#### Exercise objective
Arrange the rows below as a numbered list, leaving out any blank lines.

#### Supplied material
## start
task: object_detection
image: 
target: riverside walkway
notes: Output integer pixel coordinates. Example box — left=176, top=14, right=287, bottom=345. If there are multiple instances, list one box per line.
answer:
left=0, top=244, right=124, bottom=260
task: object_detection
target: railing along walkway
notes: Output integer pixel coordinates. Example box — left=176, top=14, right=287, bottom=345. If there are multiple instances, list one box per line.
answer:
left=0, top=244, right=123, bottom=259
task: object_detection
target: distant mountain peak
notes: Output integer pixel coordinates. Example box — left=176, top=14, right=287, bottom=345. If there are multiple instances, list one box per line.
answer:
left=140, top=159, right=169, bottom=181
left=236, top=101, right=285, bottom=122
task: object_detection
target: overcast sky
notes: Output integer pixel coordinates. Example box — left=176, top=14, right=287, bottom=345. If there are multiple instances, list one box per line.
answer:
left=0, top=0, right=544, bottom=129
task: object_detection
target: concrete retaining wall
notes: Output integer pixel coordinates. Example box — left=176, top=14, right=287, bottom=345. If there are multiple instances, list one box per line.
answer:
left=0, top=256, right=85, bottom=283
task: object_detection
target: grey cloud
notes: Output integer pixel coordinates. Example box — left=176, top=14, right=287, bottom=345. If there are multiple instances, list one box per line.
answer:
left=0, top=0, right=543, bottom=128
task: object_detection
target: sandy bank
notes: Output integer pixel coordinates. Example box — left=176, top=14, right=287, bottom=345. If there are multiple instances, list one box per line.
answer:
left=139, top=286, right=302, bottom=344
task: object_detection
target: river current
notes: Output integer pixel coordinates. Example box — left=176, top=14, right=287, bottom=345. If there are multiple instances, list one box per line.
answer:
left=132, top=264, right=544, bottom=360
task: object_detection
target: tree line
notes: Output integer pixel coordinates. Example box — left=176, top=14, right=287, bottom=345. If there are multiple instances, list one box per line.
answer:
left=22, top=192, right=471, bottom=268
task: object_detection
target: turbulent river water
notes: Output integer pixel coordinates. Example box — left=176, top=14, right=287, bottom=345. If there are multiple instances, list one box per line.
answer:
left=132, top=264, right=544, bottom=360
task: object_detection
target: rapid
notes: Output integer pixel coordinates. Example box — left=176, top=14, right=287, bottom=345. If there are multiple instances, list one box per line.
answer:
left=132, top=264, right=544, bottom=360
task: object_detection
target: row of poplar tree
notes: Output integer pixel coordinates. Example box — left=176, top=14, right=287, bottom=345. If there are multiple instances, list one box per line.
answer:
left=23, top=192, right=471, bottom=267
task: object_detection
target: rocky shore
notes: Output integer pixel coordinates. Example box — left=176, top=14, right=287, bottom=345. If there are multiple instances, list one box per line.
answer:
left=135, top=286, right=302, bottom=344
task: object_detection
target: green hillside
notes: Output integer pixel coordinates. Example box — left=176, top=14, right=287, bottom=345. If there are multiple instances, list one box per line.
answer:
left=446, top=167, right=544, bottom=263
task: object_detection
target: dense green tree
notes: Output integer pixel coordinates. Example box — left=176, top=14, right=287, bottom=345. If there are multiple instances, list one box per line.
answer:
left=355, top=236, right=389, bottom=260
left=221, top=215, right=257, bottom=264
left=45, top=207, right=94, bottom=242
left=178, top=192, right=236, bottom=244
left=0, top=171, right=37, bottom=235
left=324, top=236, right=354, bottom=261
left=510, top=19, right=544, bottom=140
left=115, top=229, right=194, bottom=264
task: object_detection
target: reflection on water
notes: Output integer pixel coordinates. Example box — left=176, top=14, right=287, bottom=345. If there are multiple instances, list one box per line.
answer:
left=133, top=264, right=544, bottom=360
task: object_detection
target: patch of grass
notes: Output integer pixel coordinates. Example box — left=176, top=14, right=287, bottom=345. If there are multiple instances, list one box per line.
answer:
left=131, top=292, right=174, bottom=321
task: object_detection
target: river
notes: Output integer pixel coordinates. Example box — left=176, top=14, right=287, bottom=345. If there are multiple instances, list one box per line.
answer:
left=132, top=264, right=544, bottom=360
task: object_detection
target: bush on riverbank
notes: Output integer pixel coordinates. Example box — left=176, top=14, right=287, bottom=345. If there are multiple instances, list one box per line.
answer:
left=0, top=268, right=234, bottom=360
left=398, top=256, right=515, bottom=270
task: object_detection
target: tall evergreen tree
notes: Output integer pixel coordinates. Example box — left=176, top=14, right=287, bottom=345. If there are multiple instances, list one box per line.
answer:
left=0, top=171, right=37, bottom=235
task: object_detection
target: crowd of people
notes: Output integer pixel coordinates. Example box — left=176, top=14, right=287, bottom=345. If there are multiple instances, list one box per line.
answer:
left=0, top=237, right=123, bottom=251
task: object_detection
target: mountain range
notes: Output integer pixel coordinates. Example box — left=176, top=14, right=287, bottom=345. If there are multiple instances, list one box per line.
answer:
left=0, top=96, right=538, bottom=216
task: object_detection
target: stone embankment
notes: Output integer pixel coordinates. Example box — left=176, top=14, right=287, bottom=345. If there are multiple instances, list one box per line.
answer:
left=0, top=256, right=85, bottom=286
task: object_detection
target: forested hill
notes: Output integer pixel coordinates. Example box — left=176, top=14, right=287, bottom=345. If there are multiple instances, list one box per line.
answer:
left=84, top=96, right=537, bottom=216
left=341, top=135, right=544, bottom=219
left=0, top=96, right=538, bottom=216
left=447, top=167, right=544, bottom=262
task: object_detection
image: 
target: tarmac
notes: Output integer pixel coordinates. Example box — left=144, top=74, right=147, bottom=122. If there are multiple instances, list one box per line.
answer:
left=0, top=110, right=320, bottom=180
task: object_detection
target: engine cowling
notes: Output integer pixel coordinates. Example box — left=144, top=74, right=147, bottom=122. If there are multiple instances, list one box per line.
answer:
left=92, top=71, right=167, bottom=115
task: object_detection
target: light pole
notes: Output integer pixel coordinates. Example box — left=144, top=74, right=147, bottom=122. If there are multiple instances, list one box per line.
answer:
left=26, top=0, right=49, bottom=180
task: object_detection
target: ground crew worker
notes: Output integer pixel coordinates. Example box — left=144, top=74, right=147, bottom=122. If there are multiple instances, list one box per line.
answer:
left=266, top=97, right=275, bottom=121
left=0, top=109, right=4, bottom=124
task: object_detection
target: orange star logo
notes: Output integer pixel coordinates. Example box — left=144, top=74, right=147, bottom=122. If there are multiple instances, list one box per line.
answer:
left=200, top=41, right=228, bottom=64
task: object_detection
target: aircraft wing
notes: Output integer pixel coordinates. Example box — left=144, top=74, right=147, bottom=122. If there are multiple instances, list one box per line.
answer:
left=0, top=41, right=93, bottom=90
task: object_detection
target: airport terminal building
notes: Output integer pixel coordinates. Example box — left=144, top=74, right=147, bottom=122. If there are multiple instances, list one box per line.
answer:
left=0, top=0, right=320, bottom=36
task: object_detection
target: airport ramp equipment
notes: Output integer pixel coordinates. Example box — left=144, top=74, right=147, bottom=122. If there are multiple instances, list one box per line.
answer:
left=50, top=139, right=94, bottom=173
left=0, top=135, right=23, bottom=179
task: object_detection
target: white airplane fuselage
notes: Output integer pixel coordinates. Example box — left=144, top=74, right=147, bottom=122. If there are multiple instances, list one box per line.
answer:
## end
#### Reply
1. task: object_detection
2. image: 
3. target: riverside walkway
4. notes: Output integer pixel coordinates. Example box — left=176, top=14, right=287, bottom=345. If there are multiple instances, list one box per line.
5. answer:
6. left=0, top=244, right=124, bottom=260
7. task: object_detection
8. target: railing along walkway
9. notes: Output integer pixel coordinates. Example box — left=176, top=14, right=287, bottom=345. If there are multiple instances, list one box per line.
10. answer:
11. left=0, top=244, right=123, bottom=259
12. task: object_detection
13. target: distant mountain peak
14. notes: Output integer pixel coordinates. Example box — left=176, top=14, right=287, bottom=345. If there are multiple instances, list one box per line.
15. answer:
16. left=140, top=159, right=169, bottom=181
17. left=236, top=101, right=285, bottom=122
18. task: object_detection
19. target: overcast sky
20. notes: Output integer pixel coordinates. Example box — left=176, top=14, right=287, bottom=345. If there are multiple instances, list one box per line.
21. answer:
22. left=0, top=0, right=544, bottom=129
23. task: object_detection
24. target: concrete retaining wall
25. notes: Output integer pixel coordinates. Example box — left=176, top=14, right=287, bottom=345. If there are multiple instances, list one box per line.
26. answer:
27. left=0, top=256, right=85, bottom=283
28. task: object_detection
29. target: grey cloud
30. notes: Output integer pixel coordinates. Example box — left=176, top=14, right=287, bottom=345. If there are multiple instances, list one box per line.
31. answer:
32. left=0, top=0, right=543, bottom=128
33. task: object_detection
34. target: sandy bank
35. notes: Output integer pixel coordinates. Example box — left=176, top=14, right=287, bottom=345. If there are multiple instances, list one box per line.
36. answer:
37. left=139, top=286, right=302, bottom=344
38. task: object_detection
39. target: river current
40. notes: Output integer pixel coordinates. Example box — left=176, top=14, right=287, bottom=345. If there are multiple instances, list one box per line.
41. answer:
42. left=132, top=264, right=544, bottom=360
43. task: object_detection
44. target: tree line
45. notes: Output integer pixel coordinates. Example box — left=176, top=14, right=287, bottom=345. If there are multiple instances, list one box per line.
46. answer:
47. left=22, top=192, right=471, bottom=268
48. task: object_detection
49. target: turbulent river water
50. notes: Output integer pixel coordinates. Example box — left=176, top=14, right=287, bottom=345. If there are multiple instances, list one box per line.
51. answer:
52. left=132, top=264, right=544, bottom=360
53. task: object_detection
54. target: rapid
55. notes: Output integer pixel coordinates. Example box — left=176, top=14, right=287, bottom=345. If there are multiple instances, list one box per line.
56. answer:
57. left=132, top=264, right=544, bottom=360
58. task: object_detection
59. target: row of poplar tree
60. notes: Output integer pixel coordinates. Example box — left=176, top=14, right=287, bottom=345. If there are multiple instances, list one box per line.
61. answer:
62. left=23, top=192, right=471, bottom=267
63. task: object_detection
64. target: rocky shore
65. notes: Output integer pixel coordinates. Example box — left=176, top=14, right=287, bottom=345. If there are multiple instances, list one box per line.
66. answer:
67. left=135, top=286, right=302, bottom=344
68. task: object_detection
69. target: green hillside
70. notes: Output integer pixel coordinates. Example box — left=176, top=14, right=287, bottom=345. If there are multiple instances, list one box per line.
71. answer:
72. left=446, top=167, right=544, bottom=263
73. task: object_detection
74. target: dense green tree
75. notes: Output integer pixel coordinates. Example box — left=176, top=14, right=287, bottom=345. If there are multiple instances, list one box per line.
76. answer:
77. left=355, top=236, right=389, bottom=260
78. left=221, top=215, right=257, bottom=264
79. left=45, top=207, right=94, bottom=242
80. left=178, top=192, right=236, bottom=244
81. left=0, top=171, right=37, bottom=235
82. left=324, top=236, right=354, bottom=261
83. left=510, top=19, right=544, bottom=140
84. left=115, top=229, right=194, bottom=264
85. task: object_detection
86. target: reflection on water
87. notes: Output integer pixel coordinates. Example box — left=176, top=14, right=287, bottom=345. If there are multiple instances, list one box per line.
88. answer:
89. left=133, top=264, right=544, bottom=360
90. task: object_detection
91. target: patch of grass
92. notes: Output integer pixel coordinates. Example box — left=176, top=14, right=287, bottom=345. If there are multiple instances, list one box per line.
93. answer:
94. left=131, top=292, right=174, bottom=321
95. task: object_detection
96. target: river
97. notes: Output integer pixel coordinates. Example box — left=176, top=14, right=287, bottom=345. If there are multiple instances, list one box per line.
98. answer:
99. left=132, top=264, right=544, bottom=360
100. task: object_detection
101. target: bush on riverbank
102. notes: Output integer pixel coordinates. Example box — left=176, top=14, right=287, bottom=345. If there are multiple instances, list one box per line.
103. answer:
104. left=0, top=268, right=234, bottom=360
105. left=398, top=256, right=515, bottom=270
106. task: object_detection
107. target: tall evergreen tree
108. notes: Output integer pixel coordinates. Example box — left=176, top=14, right=287, bottom=345. If there are multiple instances, list one box per line.
109. answer:
110. left=0, top=171, right=37, bottom=235
111. task: object_detection
112. target: crowd of people
113. notes: Output integer pixel coordinates. Example box — left=176, top=14, right=287, bottom=345. If there are multiple instances, list one box per line.
114. answer:
115. left=0, top=237, right=123, bottom=251
116. task: object_detection
117. target: mountain range
118. notes: Output integer pixel coordinates. Example box — left=176, top=14, right=287, bottom=345. If there are multiple instances, list one box per line.
119. answer:
120. left=0, top=96, right=538, bottom=216
121. task: object_detection
122. target: stone embankment
123. notes: Output integer pixel coordinates. Example box — left=176, top=14, right=287, bottom=345. If there are multiple instances, list one box per line.
124. answer:
125. left=0, top=256, right=85, bottom=286
126. task: object_detection
127. target: forested hill
128. notes: Output integer pixel coordinates. Example box — left=176, top=14, right=287, bottom=345. If there are multiple instances, list one box per line.
129. answer:
130. left=84, top=96, right=537, bottom=216
131. left=341, top=135, right=544, bottom=219
132. left=0, top=96, right=538, bottom=216
133. left=447, top=167, right=544, bottom=262
134. task: object_detection
135. image: 
136. target: tarmac
137. notes: Output integer pixel coordinates. Example box — left=144, top=74, right=147, bottom=122. If there are multiple instances, list one box per line.
138. answer:
139. left=0, top=110, right=320, bottom=180
140. task: object_detection
141. target: engine cowling
142. notes: Output integer pixel coordinates. Example box — left=144, top=74, right=147, bottom=122. If there are multiple instances, list one box per line.
143. answer:
144. left=92, top=71, right=167, bottom=115
145. task: object_detection
146. target: light pole
147. notes: Output integer pixel coordinates. Example box — left=144, top=74, right=147, bottom=122. If there are multiple instances, list one box per line.
148. answer:
149. left=26, top=0, right=49, bottom=180
150. task: object_detection
151. target: ground crew worker
152. notes: Output integer pixel coordinates. Example box — left=144, top=74, right=147, bottom=122. If there are multiple instances, list one box per line.
153. answer:
154. left=266, top=97, right=275, bottom=121
155. left=0, top=109, right=4, bottom=124
156. task: object_detection
157. target: orange star logo
158. notes: Output integer pixel coordinates. Example box — left=144, top=74, right=147, bottom=122. If there are multiple instances, list one box per line.
159. answer:
160. left=200, top=41, right=228, bottom=64
161. task: object_detection
162. target: aircraft wing
163. notes: Output integer pixel coordinates. Example box — left=144, top=74, right=147, bottom=122. If there are multiple instances, list one box per line.
164. answer:
165. left=0, top=41, right=93, bottom=90
166. task: object_detection
167. target: airport terminal building
168. notes: Output integer pixel coordinates. Example box — left=144, top=74, right=147, bottom=122. If there are multiple instances, list one box per line.
169. answer:
170. left=0, top=0, right=320, bottom=36
171. task: object_detection
172. target: airport ramp equipment
173. notes: Output integer pixel coordinates. Example box — left=144, top=74, right=147, bottom=122. If there are multiple instances, list one box per line.
174. answer:
175. left=50, top=139, right=94, bottom=173
176. left=0, top=135, right=23, bottom=179
177. task: object_detection
178. target: white airplane fuselage
179. notes: Output integer pixel coordinates. Example box — left=144, top=74, right=147, bottom=122. If there are multiple instances, list one box per line.
180. answer:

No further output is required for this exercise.